[Collected data entries]
# # #

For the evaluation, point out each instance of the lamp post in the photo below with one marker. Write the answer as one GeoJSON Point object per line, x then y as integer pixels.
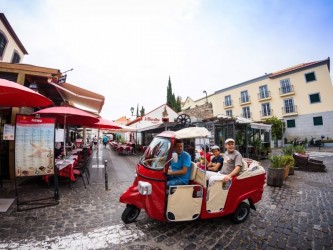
{"type": "Point", "coordinates": [205, 92]}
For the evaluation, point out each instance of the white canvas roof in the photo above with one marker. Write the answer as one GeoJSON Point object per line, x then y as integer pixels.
{"type": "Point", "coordinates": [192, 132]}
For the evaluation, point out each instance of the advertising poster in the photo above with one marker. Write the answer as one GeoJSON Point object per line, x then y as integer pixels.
{"type": "Point", "coordinates": [8, 132]}
{"type": "Point", "coordinates": [34, 146]}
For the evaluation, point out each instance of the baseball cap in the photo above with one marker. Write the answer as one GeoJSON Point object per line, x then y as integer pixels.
{"type": "Point", "coordinates": [229, 140]}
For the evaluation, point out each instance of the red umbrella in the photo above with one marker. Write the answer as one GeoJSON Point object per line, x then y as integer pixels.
{"type": "Point", "coordinates": [68, 115]}
{"type": "Point", "coordinates": [13, 94]}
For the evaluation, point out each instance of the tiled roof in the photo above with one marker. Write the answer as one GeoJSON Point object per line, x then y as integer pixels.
{"type": "Point", "coordinates": [298, 67]}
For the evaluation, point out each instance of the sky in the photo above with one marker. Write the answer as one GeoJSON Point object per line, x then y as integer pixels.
{"type": "Point", "coordinates": [127, 49]}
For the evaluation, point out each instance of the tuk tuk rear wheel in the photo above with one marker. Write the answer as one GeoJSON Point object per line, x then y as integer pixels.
{"type": "Point", "coordinates": [130, 214]}
{"type": "Point", "coordinates": [241, 213]}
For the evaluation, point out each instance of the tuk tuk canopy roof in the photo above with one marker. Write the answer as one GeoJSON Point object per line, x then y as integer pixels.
{"type": "Point", "coordinates": [192, 132]}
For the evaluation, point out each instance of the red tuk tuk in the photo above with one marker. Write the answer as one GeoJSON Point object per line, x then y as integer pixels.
{"type": "Point", "coordinates": [202, 198]}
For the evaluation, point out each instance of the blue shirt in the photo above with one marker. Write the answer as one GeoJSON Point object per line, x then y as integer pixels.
{"type": "Point", "coordinates": [184, 160]}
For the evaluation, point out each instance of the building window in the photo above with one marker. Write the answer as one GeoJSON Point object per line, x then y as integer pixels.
{"type": "Point", "coordinates": [16, 58]}
{"type": "Point", "coordinates": [227, 100]}
{"type": "Point", "coordinates": [263, 92]}
{"type": "Point", "coordinates": [289, 106]}
{"type": "Point", "coordinates": [291, 123]}
{"type": "Point", "coordinates": [285, 86]}
{"type": "Point", "coordinates": [314, 98]}
{"type": "Point", "coordinates": [244, 96]}
{"type": "Point", "coordinates": [318, 120]}
{"type": "Point", "coordinates": [3, 43]}
{"type": "Point", "coordinates": [310, 77]}
{"type": "Point", "coordinates": [246, 112]}
{"type": "Point", "coordinates": [265, 109]}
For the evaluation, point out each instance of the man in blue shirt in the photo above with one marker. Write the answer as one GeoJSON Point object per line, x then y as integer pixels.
{"type": "Point", "coordinates": [179, 173]}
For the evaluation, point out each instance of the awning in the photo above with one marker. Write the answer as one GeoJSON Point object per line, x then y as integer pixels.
{"type": "Point", "coordinates": [79, 97]}
{"type": "Point", "coordinates": [266, 127]}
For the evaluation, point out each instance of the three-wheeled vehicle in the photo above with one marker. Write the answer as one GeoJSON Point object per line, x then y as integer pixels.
{"type": "Point", "coordinates": [201, 198]}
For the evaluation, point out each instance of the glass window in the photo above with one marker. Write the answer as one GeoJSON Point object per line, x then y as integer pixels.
{"type": "Point", "coordinates": [227, 100]}
{"type": "Point", "coordinates": [265, 109]}
{"type": "Point", "coordinates": [314, 98]}
{"type": "Point", "coordinates": [285, 86]}
{"type": "Point", "coordinates": [229, 112]}
{"type": "Point", "coordinates": [16, 57]}
{"type": "Point", "coordinates": [318, 120]}
{"type": "Point", "coordinates": [289, 105]}
{"type": "Point", "coordinates": [310, 77]}
{"type": "Point", "coordinates": [244, 96]}
{"type": "Point", "coordinates": [291, 123]}
{"type": "Point", "coordinates": [263, 92]}
{"type": "Point", "coordinates": [156, 154]}
{"type": "Point", "coordinates": [3, 43]}
{"type": "Point", "coordinates": [246, 112]}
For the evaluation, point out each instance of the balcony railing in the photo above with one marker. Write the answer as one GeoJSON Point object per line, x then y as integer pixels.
{"type": "Point", "coordinates": [266, 113]}
{"type": "Point", "coordinates": [289, 110]}
{"type": "Point", "coordinates": [264, 96]}
{"type": "Point", "coordinates": [247, 115]}
{"type": "Point", "coordinates": [244, 100]}
{"type": "Point", "coordinates": [287, 90]}
{"type": "Point", "coordinates": [227, 104]}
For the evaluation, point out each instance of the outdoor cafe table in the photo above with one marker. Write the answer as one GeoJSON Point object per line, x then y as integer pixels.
{"type": "Point", "coordinates": [65, 168]}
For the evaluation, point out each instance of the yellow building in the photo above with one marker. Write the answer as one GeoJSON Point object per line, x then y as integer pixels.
{"type": "Point", "coordinates": [301, 96]}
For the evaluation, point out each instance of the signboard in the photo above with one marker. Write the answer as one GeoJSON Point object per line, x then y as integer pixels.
{"type": "Point", "coordinates": [34, 146]}
{"type": "Point", "coordinates": [8, 132]}
{"type": "Point", "coordinates": [59, 135]}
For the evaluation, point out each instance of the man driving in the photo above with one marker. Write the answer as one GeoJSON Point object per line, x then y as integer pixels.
{"type": "Point", "coordinates": [179, 173]}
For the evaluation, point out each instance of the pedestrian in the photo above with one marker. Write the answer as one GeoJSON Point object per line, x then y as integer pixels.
{"type": "Point", "coordinates": [105, 140]}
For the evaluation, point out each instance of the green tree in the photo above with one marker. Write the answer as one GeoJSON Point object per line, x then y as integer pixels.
{"type": "Point", "coordinates": [277, 127]}
{"type": "Point", "coordinates": [171, 99]}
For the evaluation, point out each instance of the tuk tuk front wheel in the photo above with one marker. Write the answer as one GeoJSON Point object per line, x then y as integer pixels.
{"type": "Point", "coordinates": [130, 214]}
{"type": "Point", "coordinates": [241, 213]}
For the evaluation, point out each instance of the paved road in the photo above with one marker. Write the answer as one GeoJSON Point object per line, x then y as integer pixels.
{"type": "Point", "coordinates": [298, 215]}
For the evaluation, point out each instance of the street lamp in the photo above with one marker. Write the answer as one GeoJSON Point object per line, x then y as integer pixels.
{"type": "Point", "coordinates": [205, 92]}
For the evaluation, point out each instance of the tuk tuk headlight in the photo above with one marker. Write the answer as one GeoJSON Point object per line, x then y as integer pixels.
{"type": "Point", "coordinates": [144, 188]}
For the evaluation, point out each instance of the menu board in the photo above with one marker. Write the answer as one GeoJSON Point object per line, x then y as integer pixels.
{"type": "Point", "coordinates": [8, 132]}
{"type": "Point", "coordinates": [34, 146]}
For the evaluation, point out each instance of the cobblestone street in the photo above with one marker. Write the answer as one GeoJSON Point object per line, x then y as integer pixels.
{"type": "Point", "coordinates": [298, 215]}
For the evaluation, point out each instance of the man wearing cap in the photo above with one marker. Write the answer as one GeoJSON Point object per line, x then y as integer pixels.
{"type": "Point", "coordinates": [232, 163]}
{"type": "Point", "coordinates": [179, 173]}
{"type": "Point", "coordinates": [217, 161]}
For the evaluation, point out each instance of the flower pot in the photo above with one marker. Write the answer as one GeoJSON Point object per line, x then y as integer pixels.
{"type": "Point", "coordinates": [286, 171]}
{"type": "Point", "coordinates": [275, 177]}
{"type": "Point", "coordinates": [291, 171]}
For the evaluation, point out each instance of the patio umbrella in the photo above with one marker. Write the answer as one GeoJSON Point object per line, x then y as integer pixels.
{"type": "Point", "coordinates": [68, 115]}
{"type": "Point", "coordinates": [103, 124]}
{"type": "Point", "coordinates": [13, 94]}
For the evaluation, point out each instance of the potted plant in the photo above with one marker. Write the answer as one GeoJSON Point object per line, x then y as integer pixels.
{"type": "Point", "coordinates": [287, 164]}
{"type": "Point", "coordinates": [275, 173]}
{"type": "Point", "coordinates": [288, 151]}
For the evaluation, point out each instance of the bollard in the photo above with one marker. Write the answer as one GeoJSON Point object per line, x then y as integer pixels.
{"type": "Point", "coordinates": [106, 176]}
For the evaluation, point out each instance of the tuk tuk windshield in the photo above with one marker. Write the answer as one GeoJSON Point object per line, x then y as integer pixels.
{"type": "Point", "coordinates": [156, 154]}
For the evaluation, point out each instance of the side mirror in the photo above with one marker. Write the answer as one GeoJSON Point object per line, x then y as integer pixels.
{"type": "Point", "coordinates": [174, 157]}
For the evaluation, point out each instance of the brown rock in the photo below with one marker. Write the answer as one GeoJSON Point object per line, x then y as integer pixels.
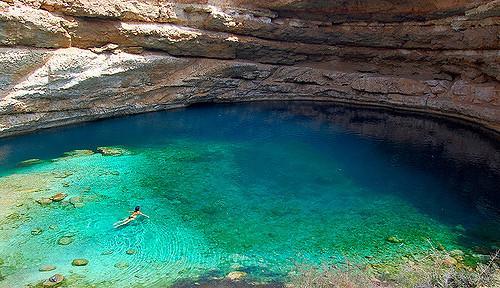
{"type": "Point", "coordinates": [46, 268]}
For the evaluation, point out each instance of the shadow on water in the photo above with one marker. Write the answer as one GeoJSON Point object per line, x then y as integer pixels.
{"type": "Point", "coordinates": [460, 163]}
{"type": "Point", "coordinates": [463, 159]}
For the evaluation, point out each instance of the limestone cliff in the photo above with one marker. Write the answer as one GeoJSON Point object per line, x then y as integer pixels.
{"type": "Point", "coordinates": [64, 61]}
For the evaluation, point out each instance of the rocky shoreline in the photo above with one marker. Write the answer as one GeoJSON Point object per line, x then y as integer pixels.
{"type": "Point", "coordinates": [71, 61]}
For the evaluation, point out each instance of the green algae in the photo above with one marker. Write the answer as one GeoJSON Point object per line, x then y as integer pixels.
{"type": "Point", "coordinates": [211, 214]}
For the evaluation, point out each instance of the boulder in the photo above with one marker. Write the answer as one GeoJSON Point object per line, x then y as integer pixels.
{"type": "Point", "coordinates": [46, 268]}
{"type": "Point", "coordinates": [78, 153]}
{"type": "Point", "coordinates": [29, 162]}
{"type": "Point", "coordinates": [79, 262]}
{"type": "Point", "coordinates": [111, 151]}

# # #

WRITTEN PROBLEM
Your task is to output exactly the lines from the line containing "For the evaluation, point out each instance of the brown" through the last line, inclusive, leaving every picture out.

ANSWER BELOW
For the evaluation, point out each instance of the brown rock in the photo below with one marker. Write the answer as one GeoJSON Point object per line, x then y as integer pixels.
{"type": "Point", "coordinates": [46, 268]}
For the evaluation, point out each instance of the shadow on water in the photo above with one marker. Write the answer as one GeoJSON Point object per line, x then y as integer pixels.
{"type": "Point", "coordinates": [460, 163]}
{"type": "Point", "coordinates": [463, 159]}
For the evaluation, point out each instance of the limestone cliff in the photo above with one marker. Write the answer as one GeoJSON Point object per line, x then y as integer pixels.
{"type": "Point", "coordinates": [64, 61]}
For the evaluation, point out each instance of the rocky shoreline in the photo above with one marker. Write the answer as one GeoJSON Point object per line, x then y as integer pixels.
{"type": "Point", "coordinates": [71, 61]}
For the evaluation, point out each instance of the green algae in the photo above with one marker. Write the answer as one GeoJSON Point object per line, x then y as integer pixels.
{"type": "Point", "coordinates": [211, 214]}
For the evaluation, point out each instance of the boulder in the photo above with one marker. Write the answer as one GeoJSON Point object per line, x then y as integer pixels.
{"type": "Point", "coordinates": [46, 268]}
{"type": "Point", "coordinates": [78, 153]}
{"type": "Point", "coordinates": [29, 162]}
{"type": "Point", "coordinates": [79, 262]}
{"type": "Point", "coordinates": [111, 151]}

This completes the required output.